Exercise data
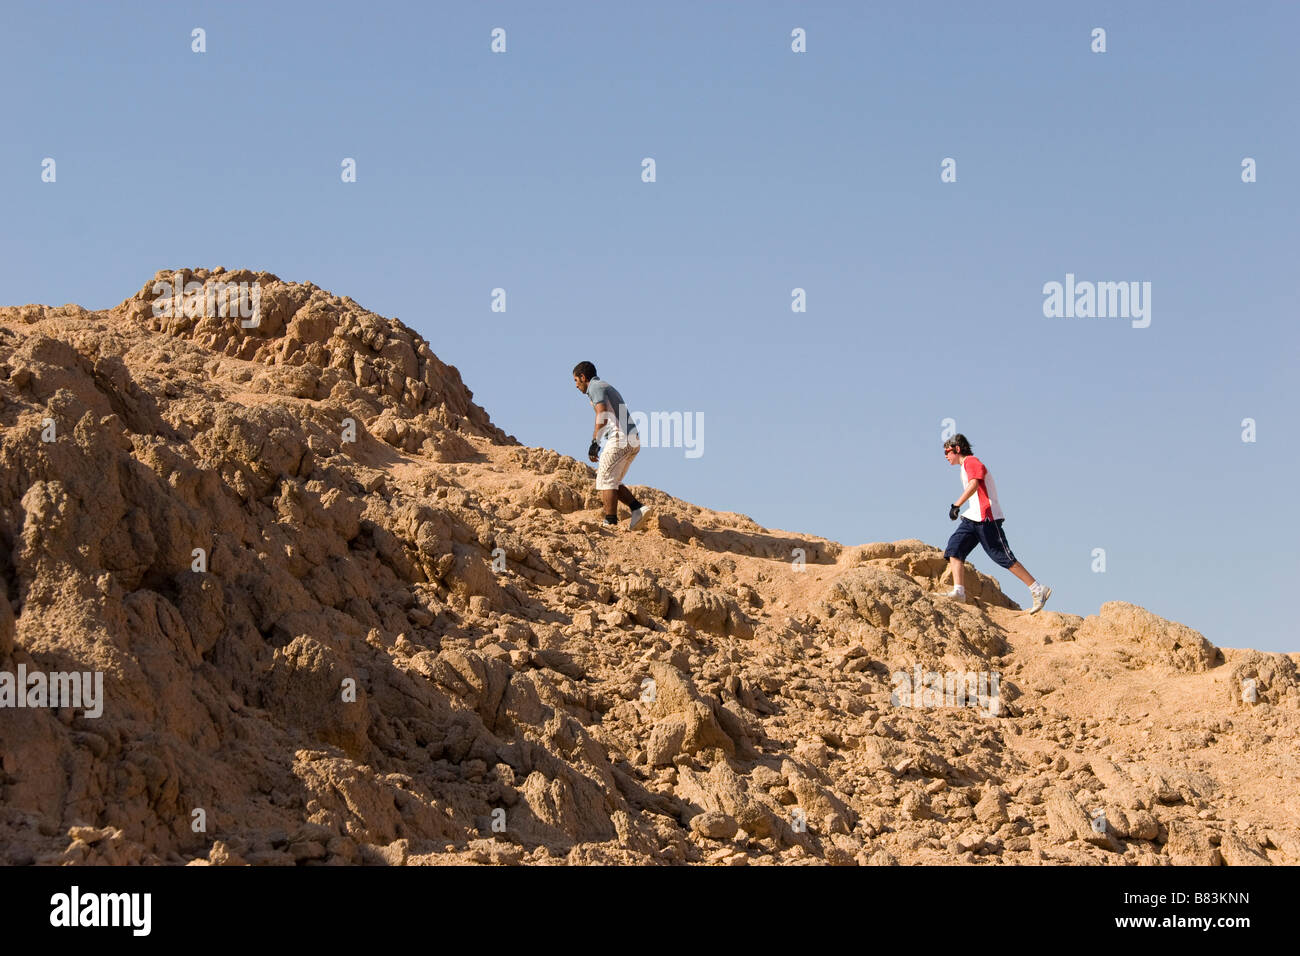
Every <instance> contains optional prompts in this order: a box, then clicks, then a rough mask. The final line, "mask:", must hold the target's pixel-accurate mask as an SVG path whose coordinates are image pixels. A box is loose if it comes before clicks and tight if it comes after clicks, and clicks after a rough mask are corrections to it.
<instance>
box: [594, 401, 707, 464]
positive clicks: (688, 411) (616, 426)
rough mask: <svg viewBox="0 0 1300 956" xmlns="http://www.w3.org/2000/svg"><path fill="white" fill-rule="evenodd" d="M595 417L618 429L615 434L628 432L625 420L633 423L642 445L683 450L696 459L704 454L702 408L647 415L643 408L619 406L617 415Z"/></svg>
mask: <svg viewBox="0 0 1300 956" xmlns="http://www.w3.org/2000/svg"><path fill="white" fill-rule="evenodd" d="M597 420H598V421H599V423H601V424H602V425H606V427H607V428H608V427H614V428H617V431H619V433H621V434H627V433H628V423H629V421H630V423H632V424H633V425H636V429H637V438H640V441H641V446H642V447H653V449H685V450H686V458H699V457H701V455H702V454H705V414H703V412H702V411H695V412H690V411H688V412H681V411H653V412H650V414H649V415H647V414H646V412H643V411H633V412H629V411H628V406H625V405H620V406H619V415H617V418H615V415H614V412H612V411H602V412H598V414H597Z"/></svg>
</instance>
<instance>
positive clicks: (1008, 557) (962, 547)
mask: <svg viewBox="0 0 1300 956" xmlns="http://www.w3.org/2000/svg"><path fill="white" fill-rule="evenodd" d="M1002 520H1004V519H1001V518H998V519H997V520H996V522H972V520H971V519H970V518H962V523H961V524H958V525H957V531H954V532H953V536H952V537H950V538H948V548H946V549H944V557H945V558H961V559H962V561H966V555H967V554H970V553H971V551H974V550H975V545H980V546H982V548H983V549H984V551H985V553H987V554H988V557H991V558H992V559H993V563H995V564H997V566H998V567H1010V566H1011V564H1014V563H1015V555H1014V554H1011V545H1009V544H1006V535H1004V533H1002Z"/></svg>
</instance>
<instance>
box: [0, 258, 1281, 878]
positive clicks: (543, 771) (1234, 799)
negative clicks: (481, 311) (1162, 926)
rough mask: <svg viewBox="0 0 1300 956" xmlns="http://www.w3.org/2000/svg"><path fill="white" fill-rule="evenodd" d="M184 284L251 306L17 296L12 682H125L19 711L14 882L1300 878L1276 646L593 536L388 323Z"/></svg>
mask: <svg viewBox="0 0 1300 956" xmlns="http://www.w3.org/2000/svg"><path fill="white" fill-rule="evenodd" d="M169 276H170V273H159V277H160V278H166V277H169ZM185 278H186V280H187V281H192V282H200V284H214V282H218V281H225V282H240V281H246V282H257V284H259V287H260V290H261V303H260V319H259V323H257V325H255V326H252V328H243V324H242V323H240V321H238V319H237V317H221V316H208V317H201V316H194V317H186V316H185V313H183V310H181V311H175V310H173V312H172V315H170V316H160V315H157V312H159V310H157V308H156V307H155V302H153V300H155V299H156V298H157V293H156V291H155V286H153V282H152V281H151V282H149V284H147V285H146V286H144V289H142V290H140V293H138V294H136V295H134V297H131V298H129V299H126V300H125V302H123V303H122V304H120V306H118V307H116V308H112V310H107V311H103V312H90V311H86V310H82V308H79V307H75V306H64V307H59V308H51V307H43V306H25V307H17V308H4V310H0V423H3V433H0V436H3V437H0V442H3V444H0V462H3V477H0V579H3V583H4V587H3V588H0V671H8V672H17V669H18V667H19V666H22V667H25V669H26V671H27V672H31V671H44V672H51V671H73V670H77V671H101V672H103V674H104V698H105V700H104V702H103V715H100V717H98V718H95V717H87V715H86V714H85V713H82V710H78V709H75V708H65V709H60V710H53V709H49V708H45V709H40V708H3V709H0V862H5V864H30V862H45V864H81V862H87V864H96V862H108V864H129V862H149V864H153V862H172V864H182V862H191V864H240V862H250V864H286V865H287V864H356V862H374V864H400V862H406V864H433V862H468V861H478V862H529V864H558V862H569V864H582V862H636V864H650V862H693V864H694V862H708V864H727V865H745V864H820V862H828V864H896V862H901V864H950V862H966V864H979V865H989V864H1035V862H1082V864H1169V862H1174V864H1179V862H1195V864H1206V865H1209V864H1227V865H1243V864H1245V865H1248V864H1265V862H1274V864H1296V862H1300V808H1297V796H1296V788H1295V780H1296V779H1297V777H1300V773H1297V770H1300V766H1297V765H1300V761H1297V756H1296V744H1295V741H1296V731H1297V726H1300V695H1297V691H1296V661H1297V656H1283V654H1265V653H1258V652H1253V650H1231V649H1219V648H1216V646H1213V645H1212V644H1210V643H1209V641H1206V640H1205V639H1204V637H1203V636H1201V635H1199V633H1196V632H1195V631H1192V630H1190V628H1187V627H1183V626H1180V624H1175V623H1171V622H1166V620H1164V619H1161V618H1157V617H1154V615H1152V614H1148V613H1147V611H1144V610H1141V609H1140V607H1136V606H1134V605H1127V604H1108V605H1105V606H1102V607H1101V609H1100V613H1099V614H1097V615H1093V617H1088V618H1078V617H1074V615H1067V614H1057V613H1050V611H1045V613H1043V614H1040V615H1037V617H1035V618H1030V617H1028V615H1026V614H1024V613H1023V611H1021V610H1019V609H1018V607H1017V606H1015V605H1014V604H1013V602H1011V601H1009V600H1008V598H1006V597H1005V596H1004V594H1002V593H1001V591H1000V589H998V587H997V584H996V581H993V580H992V579H989V578H984V576H983V575H975V581H974V587H972V588H971V591H972V594H974V597H976V598H978V600H976V602H975V604H974V605H969V606H961V605H956V604H953V602H949V601H945V600H943V598H939V597H933V596H931V594H930V592H931V591H933V589H935V588H936V587H940V585H941V584H943V583H944V575H945V562H944V561H943V558H941V555H940V551H937V550H936V549H935V548H931V546H928V545H926V544H923V542H920V541H896V542H892V544H870V545H865V546H855V548H846V546H842V545H840V544H836V542H833V541H826V540H822V538H815V537H810V536H803V535H794V533H787V532H777V531H770V529H766V528H762V527H759V525H758V524H755V523H754V522H751V520H749V519H748V518H745V516H742V515H736V514H722V512H715V511H708V510H705V509H699V507H695V506H692V505H689V503H686V502H682V501H677V499H675V498H671V497H668V496H666V494H663V493H659V492H656V490H654V489H641V488H638V489H637V494H638V496H640V497H642V499H646V501H649V502H651V503H653V505H654V507H655V516H654V518H651V519H650V520H647V522H646V524H647V525H649V527H647V528H646V529H643V531H637V532H634V533H632V532H628V531H627V529H625V528H620V529H617V531H612V532H611V531H608V529H606V528H603V527H601V525H599V524H598V523H597V520H598V512H597V510H595V497H594V492H593V485H591V470H590V468H589V467H588V466H586V464H585V463H580V462H576V460H575V459H572V458H568V457H564V455H559V454H556V453H554V451H551V450H547V449H533V447H524V446H521V445H519V444H517V442H515V441H513V440H512V438H511V437H508V436H507V434H504V433H503V432H502V431H500V429H499V428H497V427H495V425H494V424H493V423H491V420H490V419H489V416H487V414H486V412H485V411H484V410H482V408H480V407H478V406H476V405H474V403H473V401H472V395H471V393H469V392H468V390H467V389H465V386H464V385H463V384H461V381H460V376H459V373H458V372H456V369H455V368H452V367H450V365H445V364H443V363H442V362H439V360H438V358H437V356H435V355H434V354H433V351H432V350H430V347H429V345H428V343H426V342H425V341H424V339H422V338H420V336H417V334H415V333H413V332H412V330H411V329H409V328H407V326H406V325H403V324H402V323H399V321H396V320H390V319H383V317H381V316H377V315H373V313H370V312H368V311H365V310H364V308H361V307H360V306H357V304H356V303H355V302H352V300H351V299H347V298H341V297H337V295H331V294H330V293H326V291H325V290H321V289H317V287H316V286H313V285H311V284H302V285H300V284H291V282H281V281H279V280H278V278H276V277H274V276H270V274H268V273H250V272H239V273H224V272H221V271H216V272H213V273H208V272H205V271H196V272H188V271H186V272H185ZM350 423H351V424H350ZM796 549H802V553H803V557H805V563H803V564H802V566H801V564H800V563H798V562H796V561H792V557H793V554H794V551H796ZM918 669H919V670H920V675H922V680H923V683H924V682H926V679H924V678H923V675H924V672H926V671H937V672H948V671H957V672H963V674H965V672H971V674H974V675H980V674H983V675H984V678H985V680H987V682H992V680H993V678H995V675H996V680H997V683H985V695H988V696H984V697H980V698H979V700H976V701H975V706H957V705H952V706H944V704H945V701H944V700H941V698H940V700H937V701H936V700H932V697H931V696H930V695H927V693H924V692H918V693H917V695H910V693H907V692H906V691H907V687H909V682H907V680H902V679H901V678H900V676H898V675H900V674H909V675H917V674H918ZM1244 687H1253V689H1255V692H1253V695H1252V693H1249V692H1247V693H1243V688H1244ZM949 689H952V688H949ZM918 691H922V688H918ZM993 691H996V696H992V692H993ZM1251 697H1253V701H1252V700H1249V698H1251ZM949 702H950V701H949Z"/></svg>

Problem to solve
Beginning with the line holding "box: [594, 401, 707, 464]" and ending with the line holding "positive clicks: (688, 411) (616, 426)", write out the stretch of material above exactly; add no further lines.

Answer section
box: [594, 401, 707, 464]
positive clicks: (688, 411) (616, 426)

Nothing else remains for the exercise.